=== Section Start ===

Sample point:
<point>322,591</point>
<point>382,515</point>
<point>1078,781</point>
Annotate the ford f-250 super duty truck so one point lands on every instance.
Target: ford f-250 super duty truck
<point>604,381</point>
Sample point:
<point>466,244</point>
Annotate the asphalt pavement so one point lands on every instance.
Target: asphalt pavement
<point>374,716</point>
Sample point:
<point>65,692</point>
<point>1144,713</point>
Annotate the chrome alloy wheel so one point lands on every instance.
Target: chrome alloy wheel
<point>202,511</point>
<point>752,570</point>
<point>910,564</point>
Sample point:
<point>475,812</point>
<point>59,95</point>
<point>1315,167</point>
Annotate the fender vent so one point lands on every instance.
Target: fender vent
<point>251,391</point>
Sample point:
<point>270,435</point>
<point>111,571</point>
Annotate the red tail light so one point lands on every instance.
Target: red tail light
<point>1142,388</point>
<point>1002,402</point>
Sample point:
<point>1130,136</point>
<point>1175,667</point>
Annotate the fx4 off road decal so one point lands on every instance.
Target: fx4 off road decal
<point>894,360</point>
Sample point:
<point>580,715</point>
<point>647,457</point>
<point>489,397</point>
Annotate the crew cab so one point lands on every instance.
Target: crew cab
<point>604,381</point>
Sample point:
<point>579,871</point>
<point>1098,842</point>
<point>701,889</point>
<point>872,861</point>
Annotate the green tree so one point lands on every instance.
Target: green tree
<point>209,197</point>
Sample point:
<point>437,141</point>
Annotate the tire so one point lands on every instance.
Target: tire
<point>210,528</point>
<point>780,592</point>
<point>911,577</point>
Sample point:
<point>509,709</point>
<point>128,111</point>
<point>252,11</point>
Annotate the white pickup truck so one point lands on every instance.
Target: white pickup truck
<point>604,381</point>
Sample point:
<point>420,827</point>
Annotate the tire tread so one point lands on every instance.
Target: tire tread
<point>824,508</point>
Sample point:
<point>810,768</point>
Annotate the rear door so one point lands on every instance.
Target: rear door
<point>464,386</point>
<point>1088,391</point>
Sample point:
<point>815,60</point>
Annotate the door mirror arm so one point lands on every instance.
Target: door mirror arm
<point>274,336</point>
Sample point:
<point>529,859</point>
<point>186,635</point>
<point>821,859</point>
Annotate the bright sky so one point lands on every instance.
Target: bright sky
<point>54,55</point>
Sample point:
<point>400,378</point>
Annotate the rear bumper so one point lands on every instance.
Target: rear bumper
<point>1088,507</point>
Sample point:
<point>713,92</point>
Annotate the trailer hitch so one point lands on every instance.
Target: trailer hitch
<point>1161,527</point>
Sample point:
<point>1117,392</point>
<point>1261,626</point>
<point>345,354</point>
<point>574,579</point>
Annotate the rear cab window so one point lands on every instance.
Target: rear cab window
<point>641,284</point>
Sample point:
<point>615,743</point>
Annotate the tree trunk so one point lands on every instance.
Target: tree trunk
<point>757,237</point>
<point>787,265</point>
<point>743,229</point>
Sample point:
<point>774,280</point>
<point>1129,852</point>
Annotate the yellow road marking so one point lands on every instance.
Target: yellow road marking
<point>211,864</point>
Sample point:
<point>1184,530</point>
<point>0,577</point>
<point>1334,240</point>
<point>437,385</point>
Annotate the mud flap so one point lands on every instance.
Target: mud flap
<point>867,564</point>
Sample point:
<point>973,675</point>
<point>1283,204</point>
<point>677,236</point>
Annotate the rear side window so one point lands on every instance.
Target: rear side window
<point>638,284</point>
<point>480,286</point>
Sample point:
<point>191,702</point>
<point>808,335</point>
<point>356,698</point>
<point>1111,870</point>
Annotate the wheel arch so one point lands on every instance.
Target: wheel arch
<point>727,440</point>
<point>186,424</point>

=== Section End ===

Directions for this task
What is needed is an exact printout of every line from the one with "<point>186,635</point>" through the end of the data, including both, and nothing more.

Exercise output
<point>186,635</point>
<point>821,859</point>
Annotate the bright sky so one point lands on every instance.
Target: bright sky
<point>54,55</point>
Sample point:
<point>400,378</point>
Annotate the rear bumper so one point lands on every instance.
Target: rear bumper
<point>1088,507</point>
Sample point:
<point>713,92</point>
Annotate the trailer hitch so one point lands on every instance.
Target: trailer hitch
<point>1161,527</point>
Sample point:
<point>1117,392</point>
<point>1261,626</point>
<point>345,354</point>
<point>574,579</point>
Annotate the rear cab window so one point lands on every instance.
Target: rear cab window
<point>641,284</point>
Sample point:
<point>615,743</point>
Annotate the tree trunk so one point lands on every instance.
Target: tree trunk
<point>757,237</point>
<point>787,265</point>
<point>743,229</point>
Sample point:
<point>774,280</point>
<point>1129,852</point>
Annotate the yellow road marking so one point lands on every instance.
Target: yellow road marking
<point>211,864</point>
Sample point:
<point>1184,530</point>
<point>0,577</point>
<point>1334,240</point>
<point>437,385</point>
Annotate the mud flap so one point lands on every instance.
Target: mud flap
<point>867,564</point>
Sample point:
<point>973,675</point>
<point>1283,204</point>
<point>677,236</point>
Annotate the rear side window so one point lands on every instance.
Target: rear side window
<point>638,284</point>
<point>480,286</point>
Sample point:
<point>191,702</point>
<point>808,335</point>
<point>356,698</point>
<point>1111,870</point>
Annotate the wheel arch so one point lands on every instance.
Target: wheel arch
<point>727,440</point>
<point>186,424</point>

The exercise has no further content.